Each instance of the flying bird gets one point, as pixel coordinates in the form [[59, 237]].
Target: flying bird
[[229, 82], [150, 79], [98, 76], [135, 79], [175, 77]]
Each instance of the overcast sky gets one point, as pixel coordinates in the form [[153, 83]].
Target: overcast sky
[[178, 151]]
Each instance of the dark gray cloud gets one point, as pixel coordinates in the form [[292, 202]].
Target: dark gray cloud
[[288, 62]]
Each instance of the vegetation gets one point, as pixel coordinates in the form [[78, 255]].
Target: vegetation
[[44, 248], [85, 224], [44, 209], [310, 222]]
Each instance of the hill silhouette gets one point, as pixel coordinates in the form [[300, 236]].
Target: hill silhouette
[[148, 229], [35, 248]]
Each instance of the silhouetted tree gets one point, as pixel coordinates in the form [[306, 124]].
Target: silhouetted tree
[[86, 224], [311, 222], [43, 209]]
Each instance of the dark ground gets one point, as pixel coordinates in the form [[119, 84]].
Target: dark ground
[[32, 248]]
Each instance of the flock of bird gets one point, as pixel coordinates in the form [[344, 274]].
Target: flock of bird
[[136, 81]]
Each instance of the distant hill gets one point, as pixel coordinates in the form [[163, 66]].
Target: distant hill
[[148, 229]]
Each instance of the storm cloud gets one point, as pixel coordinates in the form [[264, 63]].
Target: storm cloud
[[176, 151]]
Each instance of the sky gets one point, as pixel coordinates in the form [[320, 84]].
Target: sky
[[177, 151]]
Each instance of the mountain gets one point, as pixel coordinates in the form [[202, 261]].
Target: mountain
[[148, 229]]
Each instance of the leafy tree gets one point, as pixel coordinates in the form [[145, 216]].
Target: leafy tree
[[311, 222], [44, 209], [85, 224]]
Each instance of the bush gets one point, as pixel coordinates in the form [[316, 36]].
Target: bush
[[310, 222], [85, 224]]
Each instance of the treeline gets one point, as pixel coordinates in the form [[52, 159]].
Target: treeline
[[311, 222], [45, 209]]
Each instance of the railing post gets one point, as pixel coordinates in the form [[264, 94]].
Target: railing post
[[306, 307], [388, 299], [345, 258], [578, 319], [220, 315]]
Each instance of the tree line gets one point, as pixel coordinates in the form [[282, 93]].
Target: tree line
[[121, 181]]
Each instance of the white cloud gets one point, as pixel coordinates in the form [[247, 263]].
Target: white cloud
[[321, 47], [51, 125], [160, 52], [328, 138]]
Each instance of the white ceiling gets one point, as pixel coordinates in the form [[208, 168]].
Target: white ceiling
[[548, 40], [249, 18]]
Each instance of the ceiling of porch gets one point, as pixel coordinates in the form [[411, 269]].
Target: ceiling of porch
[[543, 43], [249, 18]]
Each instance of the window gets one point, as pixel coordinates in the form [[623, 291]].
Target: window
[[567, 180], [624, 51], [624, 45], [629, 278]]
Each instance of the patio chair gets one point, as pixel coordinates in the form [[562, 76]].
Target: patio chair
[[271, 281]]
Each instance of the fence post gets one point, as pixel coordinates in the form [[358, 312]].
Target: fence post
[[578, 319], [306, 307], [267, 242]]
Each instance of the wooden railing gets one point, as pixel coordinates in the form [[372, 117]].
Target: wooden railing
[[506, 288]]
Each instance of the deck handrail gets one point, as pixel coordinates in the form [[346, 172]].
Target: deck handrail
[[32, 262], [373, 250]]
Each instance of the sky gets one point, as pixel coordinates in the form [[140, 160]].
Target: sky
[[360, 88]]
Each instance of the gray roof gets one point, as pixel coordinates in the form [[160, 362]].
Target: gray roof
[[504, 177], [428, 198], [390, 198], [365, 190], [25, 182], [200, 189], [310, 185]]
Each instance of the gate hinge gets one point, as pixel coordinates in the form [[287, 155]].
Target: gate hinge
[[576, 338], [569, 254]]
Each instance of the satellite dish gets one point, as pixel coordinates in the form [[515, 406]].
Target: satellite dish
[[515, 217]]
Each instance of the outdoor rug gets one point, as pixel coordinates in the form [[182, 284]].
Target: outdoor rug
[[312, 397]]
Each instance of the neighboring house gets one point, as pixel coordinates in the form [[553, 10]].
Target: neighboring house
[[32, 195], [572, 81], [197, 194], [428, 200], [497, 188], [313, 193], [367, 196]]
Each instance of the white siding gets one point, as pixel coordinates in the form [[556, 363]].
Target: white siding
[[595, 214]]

^^^^^^^^

## ASSIGNMENT
Return every record exactly as it was given.

## YOUR RESPONSE
Each instance of the flying bird gets one point, as pixel coordinates in the form [[59, 237]].
Target: flying bird
[[229, 82], [150, 79], [98, 76], [135, 79], [175, 77]]
Each instance of the overcast sky gets one point, as pixel coordinates in the form [[153, 83]].
Target: overcast sky
[[178, 151]]
Each instance of the dark gray cloud gets one point, as pixel coordinates in the form [[292, 202]].
Target: dark gray cloud
[[288, 62]]
Each instance of the vegetation gets one point, as pixel coordinates in the form [[78, 255]].
Target: vegetation
[[44, 248], [85, 224], [44, 209], [310, 222]]
Each instance of the hill silhouette gets one point, as pixel coordinates in the form [[300, 236]].
Target: hill silhouette
[[148, 229], [35, 248]]
Each instance of the silhouetted tree gets one point, as pixel coordinates in the form [[306, 124]].
Target: silhouetted tree
[[86, 224], [311, 222], [43, 209]]
Each instance of the dark ground gets one point, as pixel coordinates in the form [[119, 84]].
Target: dark ground
[[32, 248]]
Each instance of the flock of bird gets one point, as pixel coordinates in the form [[344, 274]].
Target: flock of bird
[[136, 81]]
Each instance of the distant hill gets one point, as pixel coordinates in the form [[163, 66]].
Target: distant hill
[[148, 229]]
Each instance of the storm cloud gets one point, as pixel coordinates in the form [[264, 63]].
Target: storm cloud
[[176, 151]]
Each instance of the sky gets one point, as pixel coordinates in the form [[320, 84]].
Target: sky
[[177, 151]]
Each instance of the mountain gets one point, as pixel coordinates in the form [[202, 261]].
Target: mountain
[[148, 229]]
Each instance of the leafy tree gets one point, as pixel coordinates in the form [[145, 216]].
Target: leafy tree
[[311, 222], [44, 209], [85, 224]]
Each instance of the bush gets one point, as pixel coordinates in the form [[316, 36]].
Target: bush
[[310, 222], [85, 224]]
Each instance of the treeline gets one point, as pixel coordinates in the form [[52, 159]].
Target: treeline
[[311, 222], [45, 209]]
Each instance of the railing post gets one point, as pixel coordinates in the form [[264, 94]].
Target: railing post
[[306, 307], [388, 299], [345, 258], [578, 319], [220, 315]]
Each instance of the tree line gets one point, as pixel coordinates in the form [[282, 93]].
Target: tree line
[[121, 181]]
Each instance of the white cloud gets one point, as pixel coordinates in the form [[247, 263]].
Target: white cloud
[[321, 47], [51, 125], [160, 52], [328, 138]]
Each instance of the white ceiling gets one point, as pixel coordinates in the form [[208, 168]].
Target: white ceiling
[[548, 40], [249, 18]]
Each instance of the ceiling of porch gets one point, as pixel coordinates in the form [[411, 269]].
Target: ceiling of porch
[[543, 43], [249, 18]]
Each instance of the window gets one point, as pixel coordinates in the form [[623, 291]].
Target: window
[[567, 180], [624, 51], [624, 45], [629, 278]]
Each instance of the patio chair gets one point, as pixel coordinates in the form [[562, 76]].
Target: patio chair
[[271, 281]]
Each instance of the fence post gets one point, as pixel coordinates in the form [[358, 312]].
Target: fence post
[[578, 319], [306, 307], [267, 242]]
Each instance of the wooden railing gets one point, as pixel coordinates in the form [[372, 117]].
Target: wooden railing
[[506, 288]]
Each instance of the deck handrail gets one point, as pixel coordinates in the form [[346, 172]].
Target: deck handrail
[[32, 262], [373, 250]]
Each instance of the sky gets one point, as pixel coordinates in the form [[140, 160]].
Target: sky
[[360, 88]]
Each instance of the gray roof gets one point, as pixel coordinates in the form [[160, 362]].
Target: gray roof
[[504, 177], [428, 198], [390, 198], [365, 190], [25, 182], [200, 189], [310, 185]]
Each instance of the gate hinge gets one point, as pixel coordinates in the form [[287, 155]].
Target: gate hinge
[[576, 338], [569, 254]]
Each instance of the satellite dish gets one point, as pixel coordinates in the form [[515, 406]].
Target: satellite dish
[[515, 217]]
Each instance of the outdoor rug gets one point, as pixel coordinates in the form [[182, 284]].
Target: outdoor rug
[[312, 397]]
Each instance of the neighboring house gets one point, as pixel coordinates in the form [[553, 10]].
Target: neighboring house
[[32, 195], [572, 81], [197, 194], [428, 200], [497, 188], [313, 193], [367, 196]]
Each instance of the white siding gets one point, as pixel coordinates in the form [[556, 363]].
Target: white siding
[[595, 214]]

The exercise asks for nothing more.